■ **WHAT THIS TASK INVOLVES**
Reproduce each of the following rows word for word, in the same order.

■ **MATERIAL TO PROCESS**
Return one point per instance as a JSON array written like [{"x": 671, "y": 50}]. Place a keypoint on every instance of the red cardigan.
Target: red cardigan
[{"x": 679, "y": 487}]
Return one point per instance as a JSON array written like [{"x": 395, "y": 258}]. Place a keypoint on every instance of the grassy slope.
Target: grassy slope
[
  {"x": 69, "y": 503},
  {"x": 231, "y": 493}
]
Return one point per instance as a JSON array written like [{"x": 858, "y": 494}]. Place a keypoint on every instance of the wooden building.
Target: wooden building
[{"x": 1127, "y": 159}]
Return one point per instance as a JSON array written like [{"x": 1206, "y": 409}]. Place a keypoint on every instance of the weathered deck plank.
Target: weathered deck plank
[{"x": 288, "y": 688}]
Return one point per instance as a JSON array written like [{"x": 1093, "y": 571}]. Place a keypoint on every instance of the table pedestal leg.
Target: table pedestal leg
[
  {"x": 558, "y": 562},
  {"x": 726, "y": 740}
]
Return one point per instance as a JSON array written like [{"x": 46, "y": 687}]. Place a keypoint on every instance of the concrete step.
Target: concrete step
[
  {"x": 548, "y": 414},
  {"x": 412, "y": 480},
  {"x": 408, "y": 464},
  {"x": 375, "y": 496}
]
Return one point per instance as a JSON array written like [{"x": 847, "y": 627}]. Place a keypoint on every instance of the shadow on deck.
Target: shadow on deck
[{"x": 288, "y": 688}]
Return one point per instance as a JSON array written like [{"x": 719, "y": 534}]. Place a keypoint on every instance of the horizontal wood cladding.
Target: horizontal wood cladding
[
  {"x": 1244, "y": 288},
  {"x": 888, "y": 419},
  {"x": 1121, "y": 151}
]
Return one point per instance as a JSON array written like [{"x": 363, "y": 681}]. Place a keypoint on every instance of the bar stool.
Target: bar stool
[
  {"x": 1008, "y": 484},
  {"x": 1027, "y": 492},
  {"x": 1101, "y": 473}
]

■ **RESPONSE**
Return one point per instance as a JSON array written like [{"x": 671, "y": 50}]. Place a keypoint on every instance of the red cardigan.
Target: red cardigan
[{"x": 679, "y": 487}]
Return one point per instance as a JSON array written like [{"x": 395, "y": 258}]. Place a keypoint on every instance of the grassy slope.
Target: grassy slope
[
  {"x": 69, "y": 503},
  {"x": 231, "y": 493}
]
Return one point per instance as a JSON array written like [{"x": 858, "y": 494}]. Place a keypoint on every instance of the wooden building.
Target: wooden building
[{"x": 1127, "y": 159}]
Return one point per instance as a JSON array written like [{"x": 1206, "y": 409}]. Place a keypoint on every instance of the weathered deck plank.
Target: weathered deck plank
[{"x": 288, "y": 688}]
Return one point per instance as a JSON array written like [{"x": 1093, "y": 571}]. Place a keypoint on every instance of the table pedestal leg.
Target: table pedestal leg
[
  {"x": 558, "y": 562},
  {"x": 726, "y": 740}
]
Return one point per instance as a JSON array written like [{"x": 46, "y": 687}]. Place a keypoint on every instance of the concrete step.
Target: concrete step
[
  {"x": 548, "y": 414},
  {"x": 412, "y": 480},
  {"x": 408, "y": 464},
  {"x": 375, "y": 496}
]
Return one point per instance as a JSON array written like [{"x": 847, "y": 627}]. Place a keypoint on every instance of the shadow on deck.
Target: shadow on deck
[{"x": 288, "y": 688}]
Return one point per instance as a JSON array written like [{"x": 719, "y": 534}]. Place a keypoint on every instance of the horizontal wood cladding.
Target: horizontal wood cladding
[
  {"x": 1244, "y": 288},
  {"x": 888, "y": 419},
  {"x": 1121, "y": 151}
]
Return one point per instance as a JSON array written like [{"x": 363, "y": 681}]. Place a keypoint on every instance of the bar stool.
Target: bar stool
[
  {"x": 1008, "y": 484},
  {"x": 1027, "y": 492},
  {"x": 1101, "y": 473}
]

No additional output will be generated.